**DATASET ENTRIES**:
————

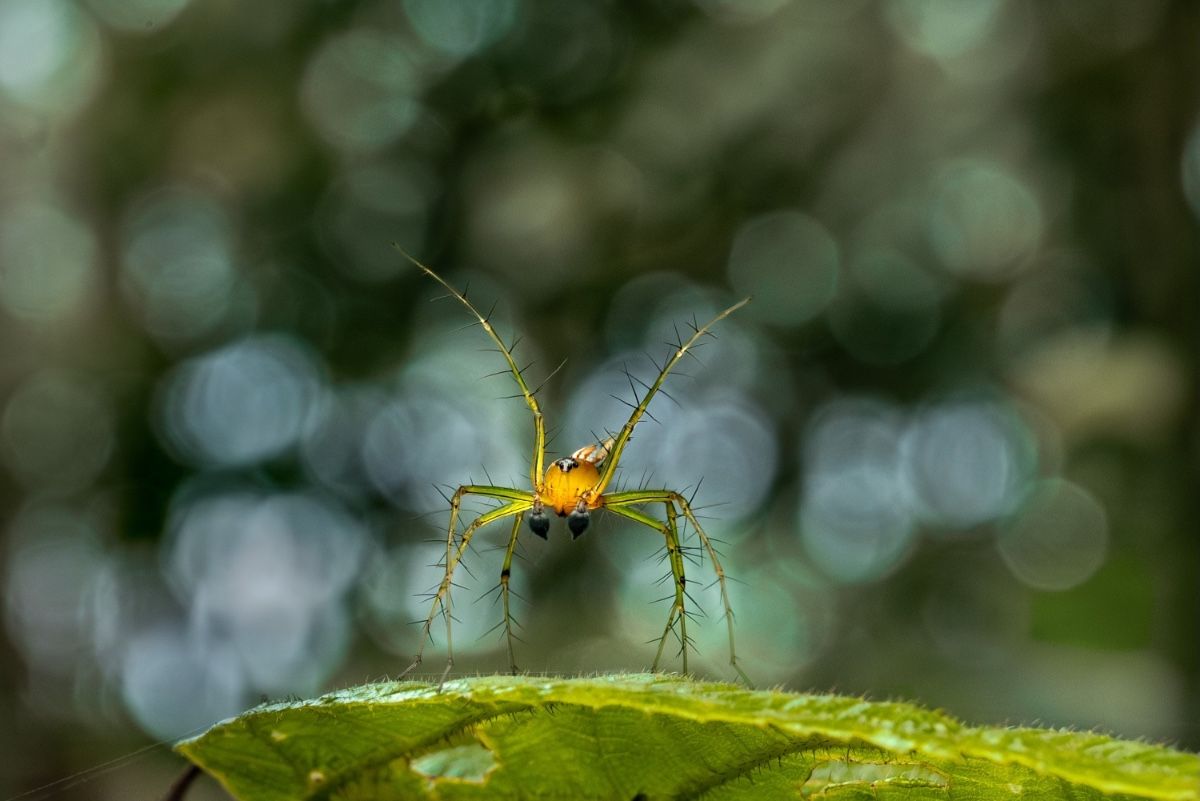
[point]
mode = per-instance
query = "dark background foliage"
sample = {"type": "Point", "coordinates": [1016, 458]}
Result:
{"type": "Point", "coordinates": [951, 447]}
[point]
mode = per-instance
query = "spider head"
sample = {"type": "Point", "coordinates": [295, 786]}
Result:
{"type": "Point", "coordinates": [539, 523]}
{"type": "Point", "coordinates": [577, 522]}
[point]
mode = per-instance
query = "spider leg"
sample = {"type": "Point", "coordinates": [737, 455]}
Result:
{"type": "Point", "coordinates": [678, 612]}
{"type": "Point", "coordinates": [505, 571]}
{"type": "Point", "coordinates": [519, 501]}
{"type": "Point", "coordinates": [681, 350]}
{"type": "Point", "coordinates": [537, 464]}
{"type": "Point", "coordinates": [616, 501]}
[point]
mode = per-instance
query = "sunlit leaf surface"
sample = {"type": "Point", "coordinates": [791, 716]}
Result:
{"type": "Point", "coordinates": [653, 736]}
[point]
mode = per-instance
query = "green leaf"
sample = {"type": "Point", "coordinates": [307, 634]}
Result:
{"type": "Point", "coordinates": [649, 736]}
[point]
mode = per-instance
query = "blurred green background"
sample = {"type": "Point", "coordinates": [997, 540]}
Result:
{"type": "Point", "coordinates": [952, 446]}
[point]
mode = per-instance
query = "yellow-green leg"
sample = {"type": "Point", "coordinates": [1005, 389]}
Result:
{"type": "Point", "coordinates": [505, 573]}
{"type": "Point", "coordinates": [617, 501]}
{"type": "Point", "coordinates": [675, 556]}
{"type": "Point", "coordinates": [519, 501]}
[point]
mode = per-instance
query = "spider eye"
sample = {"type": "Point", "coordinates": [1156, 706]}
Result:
{"type": "Point", "coordinates": [539, 524]}
{"type": "Point", "coordinates": [577, 522]}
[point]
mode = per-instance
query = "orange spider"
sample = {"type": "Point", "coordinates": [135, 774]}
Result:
{"type": "Point", "coordinates": [574, 487]}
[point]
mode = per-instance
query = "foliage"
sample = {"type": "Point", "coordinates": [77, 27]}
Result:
{"type": "Point", "coordinates": [658, 736]}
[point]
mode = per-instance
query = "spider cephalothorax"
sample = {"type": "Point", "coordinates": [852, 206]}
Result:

————

Generate a word-for-word copy of the preceding records, excluding all pictures.

**RESULT**:
[point]
mode = per-instance
query = "dark background foliage"
sample = {"type": "Point", "coordinates": [1016, 458]}
Result:
{"type": "Point", "coordinates": [951, 447]}
[point]
mode = per-instance
query = "spider head"
sample = {"type": "Point", "coordinates": [295, 786]}
Result:
{"type": "Point", "coordinates": [539, 523]}
{"type": "Point", "coordinates": [577, 522]}
[point]
mode = per-instance
query = "spider leg"
sample = {"type": "Point", "coordinates": [737, 455]}
Result:
{"type": "Point", "coordinates": [678, 612]}
{"type": "Point", "coordinates": [505, 571]}
{"type": "Point", "coordinates": [519, 501]}
{"type": "Point", "coordinates": [681, 350]}
{"type": "Point", "coordinates": [537, 464]}
{"type": "Point", "coordinates": [616, 501]}
[point]
mode = per-instance
query = "sunlit leaf surface"
sample = {"type": "Point", "coordinates": [791, 716]}
Result:
{"type": "Point", "coordinates": [653, 736]}
[point]
mode = per-instance
query = "green leaf"
sample = {"type": "Point", "coordinates": [307, 634]}
Result:
{"type": "Point", "coordinates": [649, 736]}
[point]
mode = per-instance
query = "blurred green background"
sample = {"type": "Point", "coordinates": [997, 540]}
Result:
{"type": "Point", "coordinates": [952, 446]}
[point]
mode = per-instance
query = "yellow-green leg"
sample = {"type": "Point", "coordinates": [1005, 389]}
Result:
{"type": "Point", "coordinates": [505, 573]}
{"type": "Point", "coordinates": [617, 501]}
{"type": "Point", "coordinates": [675, 556]}
{"type": "Point", "coordinates": [519, 501]}
[point]
mode = per-instance
query = "spider eye"
sample = {"type": "Point", "coordinates": [1156, 706]}
Result:
{"type": "Point", "coordinates": [539, 524]}
{"type": "Point", "coordinates": [577, 522]}
[point]
mode = per-instance
query = "orange spider"
sample = {"type": "Point", "coordinates": [135, 774]}
Result:
{"type": "Point", "coordinates": [574, 487]}
[point]
mode = per-instance
query = "foliage"
sample = {"type": "Point", "coordinates": [77, 27]}
Result:
{"type": "Point", "coordinates": [658, 736]}
[point]
mode = per-instance
query = "spider cephalothorax"
sample = {"type": "Point", "coordinates": [852, 206]}
Result:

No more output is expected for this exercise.